_THE TASK_. Extract each record and reproduce it exactly.

------------------------------

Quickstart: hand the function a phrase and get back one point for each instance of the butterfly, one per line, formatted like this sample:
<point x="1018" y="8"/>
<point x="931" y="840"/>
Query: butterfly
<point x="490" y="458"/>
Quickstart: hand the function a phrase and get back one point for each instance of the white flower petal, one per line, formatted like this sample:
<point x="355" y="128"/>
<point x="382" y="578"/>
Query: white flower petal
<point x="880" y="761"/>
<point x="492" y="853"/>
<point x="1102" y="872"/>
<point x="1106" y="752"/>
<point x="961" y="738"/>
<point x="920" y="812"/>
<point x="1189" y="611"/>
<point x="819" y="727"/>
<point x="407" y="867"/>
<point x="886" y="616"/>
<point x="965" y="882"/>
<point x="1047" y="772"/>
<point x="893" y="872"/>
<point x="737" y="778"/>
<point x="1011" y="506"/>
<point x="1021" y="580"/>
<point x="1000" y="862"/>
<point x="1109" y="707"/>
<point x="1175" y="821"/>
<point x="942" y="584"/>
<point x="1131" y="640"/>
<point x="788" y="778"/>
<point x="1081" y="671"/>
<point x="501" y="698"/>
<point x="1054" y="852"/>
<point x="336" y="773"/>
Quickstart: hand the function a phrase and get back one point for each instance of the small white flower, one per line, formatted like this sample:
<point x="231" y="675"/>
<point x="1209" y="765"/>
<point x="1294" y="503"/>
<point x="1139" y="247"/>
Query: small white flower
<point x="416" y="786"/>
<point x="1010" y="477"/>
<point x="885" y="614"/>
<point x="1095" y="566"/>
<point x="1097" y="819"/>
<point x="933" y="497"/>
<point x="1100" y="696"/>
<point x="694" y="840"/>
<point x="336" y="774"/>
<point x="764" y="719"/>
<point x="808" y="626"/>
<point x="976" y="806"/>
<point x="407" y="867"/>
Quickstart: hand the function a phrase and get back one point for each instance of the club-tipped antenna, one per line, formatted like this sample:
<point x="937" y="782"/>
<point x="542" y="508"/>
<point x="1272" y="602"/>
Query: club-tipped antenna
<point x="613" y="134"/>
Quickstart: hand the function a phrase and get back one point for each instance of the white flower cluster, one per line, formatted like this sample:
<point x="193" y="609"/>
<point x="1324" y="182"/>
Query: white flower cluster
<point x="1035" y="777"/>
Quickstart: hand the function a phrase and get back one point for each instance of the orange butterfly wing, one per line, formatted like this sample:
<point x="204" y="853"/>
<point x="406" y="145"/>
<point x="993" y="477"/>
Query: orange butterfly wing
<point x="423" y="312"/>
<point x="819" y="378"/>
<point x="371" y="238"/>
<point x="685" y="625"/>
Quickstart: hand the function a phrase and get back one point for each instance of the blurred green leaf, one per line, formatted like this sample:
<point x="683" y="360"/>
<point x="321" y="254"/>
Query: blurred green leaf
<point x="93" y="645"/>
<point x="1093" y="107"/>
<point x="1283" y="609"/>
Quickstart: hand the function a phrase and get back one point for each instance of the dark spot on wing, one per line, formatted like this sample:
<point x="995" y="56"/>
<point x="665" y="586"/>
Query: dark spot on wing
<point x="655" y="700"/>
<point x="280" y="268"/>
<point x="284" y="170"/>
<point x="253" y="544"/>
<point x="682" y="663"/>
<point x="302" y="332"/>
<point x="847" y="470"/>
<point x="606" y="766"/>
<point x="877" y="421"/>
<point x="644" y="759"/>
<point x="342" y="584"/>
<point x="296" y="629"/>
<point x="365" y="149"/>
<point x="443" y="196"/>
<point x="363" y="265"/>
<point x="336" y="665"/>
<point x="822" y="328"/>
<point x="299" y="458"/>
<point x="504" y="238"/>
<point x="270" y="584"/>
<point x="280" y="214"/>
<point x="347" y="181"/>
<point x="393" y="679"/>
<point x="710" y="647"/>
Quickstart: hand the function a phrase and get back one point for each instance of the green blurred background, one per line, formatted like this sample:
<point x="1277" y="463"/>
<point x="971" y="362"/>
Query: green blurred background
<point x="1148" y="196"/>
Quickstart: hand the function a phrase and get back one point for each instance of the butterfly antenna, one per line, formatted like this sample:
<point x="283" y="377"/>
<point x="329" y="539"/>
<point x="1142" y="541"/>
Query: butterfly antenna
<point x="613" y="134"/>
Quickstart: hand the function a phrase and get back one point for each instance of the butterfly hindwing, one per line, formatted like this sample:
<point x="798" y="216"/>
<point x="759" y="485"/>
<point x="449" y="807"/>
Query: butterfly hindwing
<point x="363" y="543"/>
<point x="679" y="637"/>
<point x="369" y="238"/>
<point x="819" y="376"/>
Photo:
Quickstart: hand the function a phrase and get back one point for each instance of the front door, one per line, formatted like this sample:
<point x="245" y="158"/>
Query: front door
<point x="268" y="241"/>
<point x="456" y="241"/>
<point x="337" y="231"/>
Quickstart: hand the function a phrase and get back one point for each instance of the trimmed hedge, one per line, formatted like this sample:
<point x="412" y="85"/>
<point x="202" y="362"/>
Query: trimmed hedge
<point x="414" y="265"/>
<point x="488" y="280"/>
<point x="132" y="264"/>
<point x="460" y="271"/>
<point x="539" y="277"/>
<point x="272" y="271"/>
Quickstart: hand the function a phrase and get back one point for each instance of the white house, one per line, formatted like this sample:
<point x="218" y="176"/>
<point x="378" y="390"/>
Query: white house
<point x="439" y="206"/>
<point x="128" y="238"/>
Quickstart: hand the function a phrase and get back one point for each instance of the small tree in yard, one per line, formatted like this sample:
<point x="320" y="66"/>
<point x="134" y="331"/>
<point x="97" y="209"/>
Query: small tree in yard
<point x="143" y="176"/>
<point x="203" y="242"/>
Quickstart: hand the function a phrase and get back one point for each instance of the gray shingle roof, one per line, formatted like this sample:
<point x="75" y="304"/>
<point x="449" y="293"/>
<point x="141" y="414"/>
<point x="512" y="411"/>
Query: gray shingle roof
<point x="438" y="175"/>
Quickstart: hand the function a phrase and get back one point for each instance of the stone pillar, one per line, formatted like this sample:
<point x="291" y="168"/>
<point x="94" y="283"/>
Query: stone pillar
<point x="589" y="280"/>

------------------------------

_RESULT_.
Quickstart: hand the function a phrase and get back one point for each instance of the butterfly, one per line, formatted like this sample:
<point x="1018" y="8"/>
<point x="931" y="840"/>
Query: butterfly
<point x="490" y="458"/>
Quickstart: hand the function a phrase and get back one point for each instance of the white flower petal, one per line, formatted like this sample:
<point x="355" y="128"/>
<point x="382" y="578"/>
Query: white flower petal
<point x="880" y="761"/>
<point x="492" y="853"/>
<point x="1102" y="872"/>
<point x="1106" y="752"/>
<point x="961" y="738"/>
<point x="920" y="812"/>
<point x="1189" y="611"/>
<point x="819" y="727"/>
<point x="407" y="867"/>
<point x="886" y="616"/>
<point x="965" y="882"/>
<point x="1047" y="772"/>
<point x="893" y="872"/>
<point x="737" y="778"/>
<point x="1011" y="506"/>
<point x="1021" y="580"/>
<point x="1000" y="862"/>
<point x="1109" y="707"/>
<point x="1175" y="821"/>
<point x="942" y="584"/>
<point x="1131" y="640"/>
<point x="788" y="778"/>
<point x="1081" y="671"/>
<point x="501" y="698"/>
<point x="1054" y="852"/>
<point x="336" y="773"/>
Quickstart: hand the function a phrase and get back one point for each instance of the small white flower, one per line, formatted like this sample:
<point x="231" y="675"/>
<point x="1209" y="765"/>
<point x="1294" y="503"/>
<point x="1139" y="247"/>
Query: small white flower
<point x="416" y="786"/>
<point x="1010" y="477"/>
<point x="885" y="614"/>
<point x="1095" y="566"/>
<point x="1097" y="819"/>
<point x="933" y="497"/>
<point x="1100" y="696"/>
<point x="694" y="840"/>
<point x="336" y="774"/>
<point x="764" y="719"/>
<point x="808" y="626"/>
<point x="976" y="806"/>
<point x="407" y="867"/>
Quickstart: hand the function a phrase and get back one point for each instance of the club-tipped antenna, one per line, formatted like this sample:
<point x="937" y="782"/>
<point x="542" y="508"/>
<point x="1272" y="602"/>
Query: club-tipped antenna
<point x="613" y="134"/>
Quickstart: hand the function a phrase and get back one point for each instance of the white flower cluster, one per line, formatted like this sample:
<point x="193" y="609"/>
<point x="1324" y="182"/>
Query: white flower cluster
<point x="1035" y="777"/>
Quickstart: hand the function a phrase and get back one point for each instance of the orange butterfly wing, one per line, formatted like this sample:
<point x="204" y="853"/>
<point x="406" y="145"/>
<point x="993" y="477"/>
Query: orange butterfly wing
<point x="423" y="312"/>
<point x="819" y="378"/>
<point x="371" y="238"/>
<point x="685" y="625"/>
Quickstart: hand the function a phrase and get back one point for each instance of the blurred green leaf, one per line, formatted like this sample:
<point x="683" y="360"/>
<point x="321" y="254"/>
Query: blurred green leaf
<point x="93" y="645"/>
<point x="1093" y="107"/>
<point x="1283" y="609"/>
Quickstart: hand the function a phrase and get back one point for each instance of the dark spot on wing, one per line, formatted like this sample:
<point x="995" y="56"/>
<point x="665" y="586"/>
Query: dark spot on wing
<point x="655" y="700"/>
<point x="280" y="268"/>
<point x="284" y="170"/>
<point x="253" y="544"/>
<point x="682" y="663"/>
<point x="302" y="332"/>
<point x="847" y="470"/>
<point x="606" y="766"/>
<point x="877" y="421"/>
<point x="644" y="759"/>
<point x="342" y="584"/>
<point x="296" y="629"/>
<point x="365" y="149"/>
<point x="443" y="196"/>
<point x="363" y="265"/>
<point x="336" y="665"/>
<point x="822" y="328"/>
<point x="299" y="458"/>
<point x="504" y="238"/>
<point x="270" y="584"/>
<point x="280" y="214"/>
<point x="347" y="181"/>
<point x="393" y="679"/>
<point x="710" y="647"/>
Quickstart: hand the function a phrase and get back one point for each instance of the green blurred background, one per line, formatted like this sample:
<point x="1277" y="463"/>
<point x="971" y="362"/>
Query: green blurred background
<point x="1148" y="196"/>
Quickstart: hand the function a phrase and get back one point for each instance of the butterfly antenna, one per line, formatted like this sample:
<point x="283" y="377"/>
<point x="329" y="539"/>
<point x="1142" y="541"/>
Query: butterfly antenna
<point x="613" y="134"/>
Quickstart: hand the function a phrase and get back one point for each instance of the butterfly hindwing, one per line, formatted like this sample:
<point x="798" y="216"/>
<point x="759" y="485"/>
<point x="449" y="807"/>
Query: butterfly hindwing
<point x="363" y="543"/>
<point x="679" y="637"/>
<point x="369" y="238"/>
<point x="819" y="376"/>
Photo:
Quickstart: hand the function a phrase and get back one point for each instance of the front door, one per line, formatted like this sample:
<point x="245" y="158"/>
Query: front door
<point x="268" y="241"/>
<point x="456" y="241"/>
<point x="337" y="231"/>
Quickstart: hand the function a phrase and get back one point for each instance of the trimmed hedge, one per line, formatted like this sample:
<point x="412" y="85"/>
<point x="202" y="362"/>
Query: trimmed hedge
<point x="414" y="265"/>
<point x="488" y="280"/>
<point x="132" y="264"/>
<point x="460" y="271"/>
<point x="539" y="277"/>
<point x="272" y="271"/>
Quickstart: hand the function a phrase and get back one point for each instance of the white house, one per line, formatted like this sample:
<point x="218" y="176"/>
<point x="378" y="390"/>
Query: white house
<point x="439" y="206"/>
<point x="128" y="238"/>
Quickstart: hand the function a phrase and get back one point for each instance of the small tree in yard, one per line, formatted like this sample:
<point x="320" y="66"/>
<point x="134" y="331"/>
<point x="97" y="209"/>
Query: small tree in yard
<point x="143" y="176"/>
<point x="203" y="242"/>
Quickstart: hand the function a phrase and get back one point for each instance of the gray shingle roof, one per line, formatted like this sample:
<point x="75" y="304"/>
<point x="449" y="293"/>
<point x="141" y="414"/>
<point x="512" y="411"/>
Query: gray shingle roof
<point x="438" y="175"/>
Quickstart: hand the function a phrase and get back one point for each instance of the stone pillar, one per line, formatted like this sample:
<point x="291" y="168"/>
<point x="94" y="283"/>
Query: stone pillar
<point x="589" y="280"/>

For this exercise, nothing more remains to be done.